◆ **Written exercise**: Exactly reproduce the line containing "point: person crouching" together with every line after it, through the end of the entries, and give nothing more.

★ ★ ★

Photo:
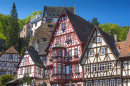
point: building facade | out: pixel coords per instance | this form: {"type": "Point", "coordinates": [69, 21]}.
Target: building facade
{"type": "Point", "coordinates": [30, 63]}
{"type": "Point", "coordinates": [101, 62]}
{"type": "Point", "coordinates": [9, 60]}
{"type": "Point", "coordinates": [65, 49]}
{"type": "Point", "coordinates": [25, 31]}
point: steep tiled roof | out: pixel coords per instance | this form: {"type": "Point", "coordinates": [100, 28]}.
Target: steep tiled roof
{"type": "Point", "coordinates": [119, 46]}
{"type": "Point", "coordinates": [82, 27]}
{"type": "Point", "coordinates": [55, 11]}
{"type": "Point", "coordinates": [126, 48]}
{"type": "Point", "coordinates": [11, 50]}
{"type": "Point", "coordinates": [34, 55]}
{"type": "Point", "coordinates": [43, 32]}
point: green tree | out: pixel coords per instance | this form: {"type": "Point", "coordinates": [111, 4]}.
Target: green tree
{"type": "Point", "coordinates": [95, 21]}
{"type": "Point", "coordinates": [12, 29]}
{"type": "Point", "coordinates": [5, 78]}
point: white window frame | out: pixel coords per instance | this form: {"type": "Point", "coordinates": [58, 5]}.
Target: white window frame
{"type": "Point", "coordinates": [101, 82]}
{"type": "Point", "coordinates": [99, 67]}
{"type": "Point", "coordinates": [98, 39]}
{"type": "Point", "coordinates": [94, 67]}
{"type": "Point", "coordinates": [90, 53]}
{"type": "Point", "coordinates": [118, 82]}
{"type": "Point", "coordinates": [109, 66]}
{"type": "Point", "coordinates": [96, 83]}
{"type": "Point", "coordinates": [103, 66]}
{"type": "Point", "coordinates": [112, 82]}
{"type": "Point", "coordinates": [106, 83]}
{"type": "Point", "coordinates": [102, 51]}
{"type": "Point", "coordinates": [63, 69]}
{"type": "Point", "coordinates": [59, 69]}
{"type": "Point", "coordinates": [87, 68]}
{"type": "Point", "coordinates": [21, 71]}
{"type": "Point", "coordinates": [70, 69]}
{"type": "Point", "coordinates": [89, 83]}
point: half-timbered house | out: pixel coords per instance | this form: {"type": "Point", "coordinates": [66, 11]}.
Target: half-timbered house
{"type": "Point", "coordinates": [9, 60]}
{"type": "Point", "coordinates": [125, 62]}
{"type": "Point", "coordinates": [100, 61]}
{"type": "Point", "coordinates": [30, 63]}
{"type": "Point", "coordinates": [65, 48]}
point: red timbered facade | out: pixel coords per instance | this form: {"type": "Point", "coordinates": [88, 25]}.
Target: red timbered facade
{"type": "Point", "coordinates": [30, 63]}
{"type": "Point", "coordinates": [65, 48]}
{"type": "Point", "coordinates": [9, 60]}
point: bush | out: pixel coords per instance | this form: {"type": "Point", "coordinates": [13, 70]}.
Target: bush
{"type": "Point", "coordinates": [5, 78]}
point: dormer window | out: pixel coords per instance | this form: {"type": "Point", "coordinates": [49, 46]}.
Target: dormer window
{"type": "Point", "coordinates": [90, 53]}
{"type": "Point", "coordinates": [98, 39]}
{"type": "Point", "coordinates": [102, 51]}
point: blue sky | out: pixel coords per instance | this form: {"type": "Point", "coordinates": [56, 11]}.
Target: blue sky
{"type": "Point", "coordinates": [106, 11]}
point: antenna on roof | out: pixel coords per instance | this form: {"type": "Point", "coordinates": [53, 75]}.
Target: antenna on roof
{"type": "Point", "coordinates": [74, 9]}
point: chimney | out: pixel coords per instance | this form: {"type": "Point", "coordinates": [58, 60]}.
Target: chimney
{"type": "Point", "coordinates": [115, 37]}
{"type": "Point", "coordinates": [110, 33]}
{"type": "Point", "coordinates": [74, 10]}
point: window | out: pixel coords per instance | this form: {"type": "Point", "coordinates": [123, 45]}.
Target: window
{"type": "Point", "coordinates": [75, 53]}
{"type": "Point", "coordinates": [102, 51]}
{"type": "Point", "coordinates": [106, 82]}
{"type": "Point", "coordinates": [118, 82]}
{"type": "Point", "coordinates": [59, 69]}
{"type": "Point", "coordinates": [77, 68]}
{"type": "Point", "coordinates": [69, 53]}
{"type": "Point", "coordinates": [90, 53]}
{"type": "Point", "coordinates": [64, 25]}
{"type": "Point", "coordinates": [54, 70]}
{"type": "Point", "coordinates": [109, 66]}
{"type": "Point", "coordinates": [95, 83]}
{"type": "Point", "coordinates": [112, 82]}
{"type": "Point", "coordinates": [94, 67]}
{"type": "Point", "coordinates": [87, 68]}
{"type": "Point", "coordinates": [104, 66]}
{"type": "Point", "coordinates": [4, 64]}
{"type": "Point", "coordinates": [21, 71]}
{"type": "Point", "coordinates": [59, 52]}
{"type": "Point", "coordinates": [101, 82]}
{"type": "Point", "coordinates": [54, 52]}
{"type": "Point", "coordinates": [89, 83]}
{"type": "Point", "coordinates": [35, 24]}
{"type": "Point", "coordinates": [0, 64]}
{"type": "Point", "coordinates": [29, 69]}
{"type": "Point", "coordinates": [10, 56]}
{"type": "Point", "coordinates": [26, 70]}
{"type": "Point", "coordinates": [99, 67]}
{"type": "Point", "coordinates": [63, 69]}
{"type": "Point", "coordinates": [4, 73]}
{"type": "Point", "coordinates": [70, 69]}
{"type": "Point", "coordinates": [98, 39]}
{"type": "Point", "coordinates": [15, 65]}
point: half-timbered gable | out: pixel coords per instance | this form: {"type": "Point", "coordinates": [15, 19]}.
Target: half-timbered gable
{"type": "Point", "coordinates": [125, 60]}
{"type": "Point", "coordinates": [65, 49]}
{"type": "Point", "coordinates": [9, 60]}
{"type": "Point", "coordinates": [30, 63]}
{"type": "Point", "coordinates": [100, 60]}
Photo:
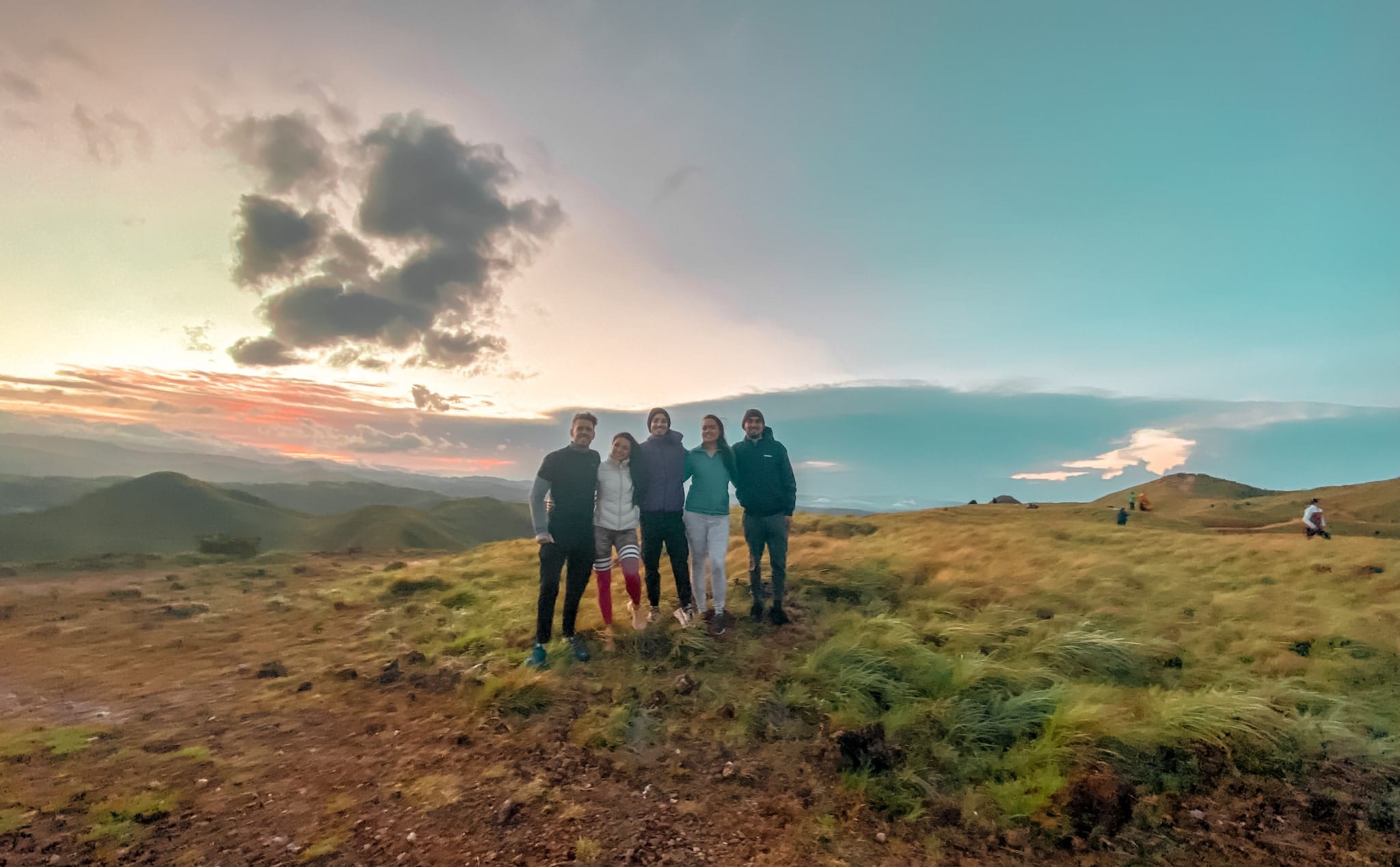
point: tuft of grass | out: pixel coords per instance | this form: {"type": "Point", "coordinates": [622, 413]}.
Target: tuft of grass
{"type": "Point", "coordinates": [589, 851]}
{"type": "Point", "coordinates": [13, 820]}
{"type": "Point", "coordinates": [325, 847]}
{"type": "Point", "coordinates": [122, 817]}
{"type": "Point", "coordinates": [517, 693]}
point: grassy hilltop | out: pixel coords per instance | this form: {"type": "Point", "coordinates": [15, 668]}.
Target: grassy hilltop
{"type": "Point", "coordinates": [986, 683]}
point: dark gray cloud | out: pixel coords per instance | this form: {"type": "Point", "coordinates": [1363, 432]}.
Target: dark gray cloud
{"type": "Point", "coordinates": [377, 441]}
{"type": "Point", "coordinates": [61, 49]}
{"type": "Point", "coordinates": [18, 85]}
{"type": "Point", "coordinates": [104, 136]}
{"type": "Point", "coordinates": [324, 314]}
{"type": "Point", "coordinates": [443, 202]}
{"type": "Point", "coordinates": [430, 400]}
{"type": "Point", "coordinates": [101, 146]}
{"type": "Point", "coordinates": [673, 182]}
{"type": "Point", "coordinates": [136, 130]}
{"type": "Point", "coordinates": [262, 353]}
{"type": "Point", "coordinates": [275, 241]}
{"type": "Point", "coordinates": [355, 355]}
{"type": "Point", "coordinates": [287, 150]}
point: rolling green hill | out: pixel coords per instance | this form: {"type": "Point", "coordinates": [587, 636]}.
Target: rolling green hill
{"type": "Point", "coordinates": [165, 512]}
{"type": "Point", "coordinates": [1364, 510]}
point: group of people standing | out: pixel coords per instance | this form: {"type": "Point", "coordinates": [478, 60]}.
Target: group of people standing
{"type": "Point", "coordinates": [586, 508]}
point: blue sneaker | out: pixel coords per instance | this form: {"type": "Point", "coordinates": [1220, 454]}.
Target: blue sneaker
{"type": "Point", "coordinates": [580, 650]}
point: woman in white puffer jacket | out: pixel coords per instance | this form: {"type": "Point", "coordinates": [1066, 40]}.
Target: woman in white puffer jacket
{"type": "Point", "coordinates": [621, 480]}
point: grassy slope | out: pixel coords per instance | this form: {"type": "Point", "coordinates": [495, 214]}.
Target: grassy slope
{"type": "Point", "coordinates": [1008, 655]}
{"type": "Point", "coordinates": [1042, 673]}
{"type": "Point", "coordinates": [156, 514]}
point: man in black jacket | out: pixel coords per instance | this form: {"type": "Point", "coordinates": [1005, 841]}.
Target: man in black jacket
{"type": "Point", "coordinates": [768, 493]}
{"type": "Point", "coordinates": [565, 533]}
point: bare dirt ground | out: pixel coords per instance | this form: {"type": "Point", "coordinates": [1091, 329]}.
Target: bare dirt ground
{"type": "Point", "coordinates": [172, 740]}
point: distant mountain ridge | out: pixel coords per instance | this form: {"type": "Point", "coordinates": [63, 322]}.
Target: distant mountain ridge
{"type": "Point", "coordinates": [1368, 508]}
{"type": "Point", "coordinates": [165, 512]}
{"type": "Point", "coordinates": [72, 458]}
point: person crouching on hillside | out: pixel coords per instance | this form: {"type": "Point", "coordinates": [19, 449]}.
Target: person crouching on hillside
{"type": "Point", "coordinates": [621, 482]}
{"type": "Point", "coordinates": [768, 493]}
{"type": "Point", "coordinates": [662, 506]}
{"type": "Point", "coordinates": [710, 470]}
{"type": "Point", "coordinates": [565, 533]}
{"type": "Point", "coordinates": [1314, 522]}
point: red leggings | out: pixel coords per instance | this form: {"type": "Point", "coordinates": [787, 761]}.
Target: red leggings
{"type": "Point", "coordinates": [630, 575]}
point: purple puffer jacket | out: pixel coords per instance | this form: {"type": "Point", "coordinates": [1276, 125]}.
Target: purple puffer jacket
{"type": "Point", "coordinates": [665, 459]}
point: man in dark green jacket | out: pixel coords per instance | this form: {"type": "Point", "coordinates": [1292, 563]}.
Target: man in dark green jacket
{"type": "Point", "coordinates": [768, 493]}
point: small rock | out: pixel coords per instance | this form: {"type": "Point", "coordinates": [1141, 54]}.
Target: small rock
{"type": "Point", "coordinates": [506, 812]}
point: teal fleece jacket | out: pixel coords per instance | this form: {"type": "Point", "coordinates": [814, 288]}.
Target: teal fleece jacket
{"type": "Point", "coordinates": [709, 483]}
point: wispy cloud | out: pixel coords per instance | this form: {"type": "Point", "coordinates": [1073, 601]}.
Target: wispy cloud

★ ★ ★

◆ **The response**:
point: person crouching on hillside | out: pixel coords per instance | this form: {"type": "Point", "coordinates": [19, 449]}.
Target: person crouching on hillside
{"type": "Point", "coordinates": [621, 482]}
{"type": "Point", "coordinates": [768, 493]}
{"type": "Point", "coordinates": [662, 506]}
{"type": "Point", "coordinates": [710, 470]}
{"type": "Point", "coordinates": [565, 533]}
{"type": "Point", "coordinates": [1314, 522]}
point: red leggings | out: pixel coords per instance | this form: {"type": "Point", "coordinates": [787, 761]}.
Target: red leggings
{"type": "Point", "coordinates": [630, 575]}
point: purple puffer jacket | out: pixel coords per instance | this form: {"type": "Point", "coordinates": [1276, 125]}.
Target: purple puffer jacket
{"type": "Point", "coordinates": [665, 459]}
point: man in dark green jacket | out: pixel coords per instance | this form: {"type": "Point", "coordinates": [1292, 563]}.
Target: man in dark green jacket
{"type": "Point", "coordinates": [768, 493]}
point: small rock | out: pixel coords per instance | this form: {"type": "Point", "coordinates": [1141, 54]}.
Target: small rock
{"type": "Point", "coordinates": [506, 812]}
point: teal fleece jacket | out: pixel coords per instance | this form: {"type": "Point", "coordinates": [814, 288]}.
Target: teal fleece jacket
{"type": "Point", "coordinates": [709, 483]}
point: wispy cloud | out: pixel coords per instance | this form: {"type": "Point", "coordinates": [1073, 601]}.
Target: wispy cloud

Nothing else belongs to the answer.